Image point annotation entries:
- - -

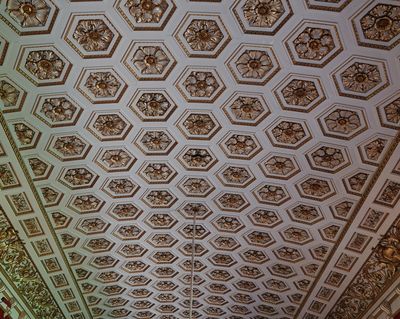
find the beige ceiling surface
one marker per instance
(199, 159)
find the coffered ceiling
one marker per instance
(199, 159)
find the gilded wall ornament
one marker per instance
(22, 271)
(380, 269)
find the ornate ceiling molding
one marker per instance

- - -

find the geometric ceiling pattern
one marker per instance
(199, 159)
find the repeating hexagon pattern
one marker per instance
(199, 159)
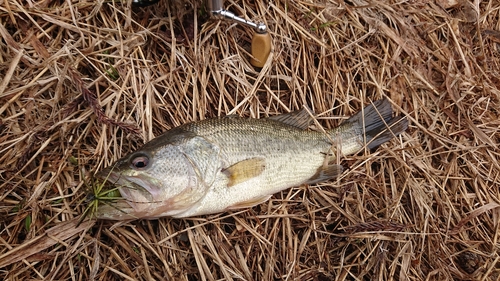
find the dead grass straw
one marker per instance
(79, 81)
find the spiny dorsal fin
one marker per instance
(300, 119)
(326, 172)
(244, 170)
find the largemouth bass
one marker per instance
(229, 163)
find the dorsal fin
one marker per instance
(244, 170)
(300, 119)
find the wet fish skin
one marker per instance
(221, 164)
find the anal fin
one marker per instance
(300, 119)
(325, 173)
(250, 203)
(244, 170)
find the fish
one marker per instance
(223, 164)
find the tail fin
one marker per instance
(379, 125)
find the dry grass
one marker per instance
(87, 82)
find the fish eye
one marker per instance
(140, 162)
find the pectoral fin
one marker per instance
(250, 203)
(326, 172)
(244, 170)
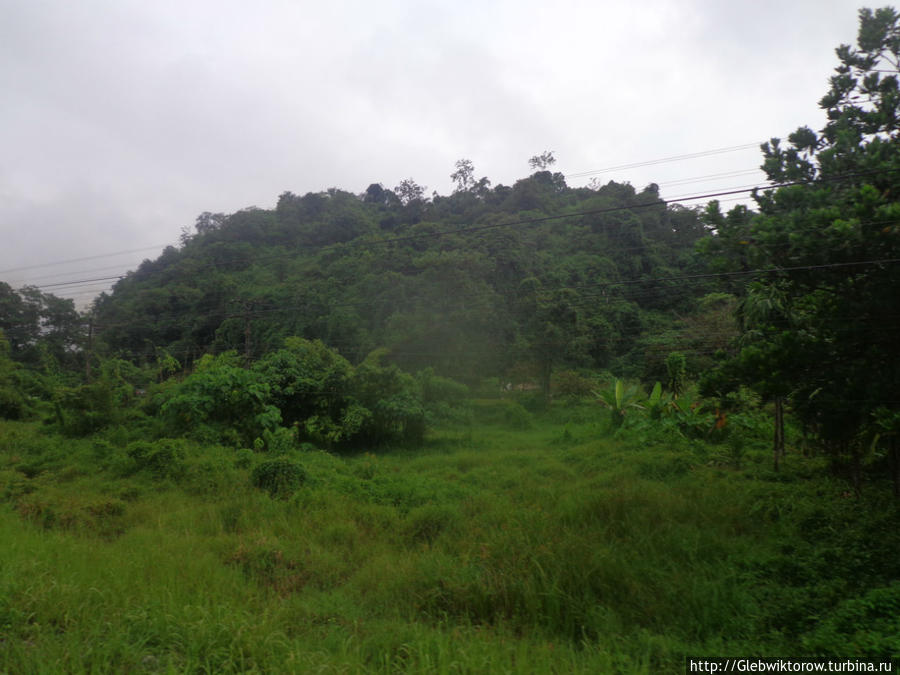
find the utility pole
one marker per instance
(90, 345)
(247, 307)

- - -

- [To be done]: Please count the rows above that contain the word "dorsal" and reply with only that number.

- [Exercise response]: 2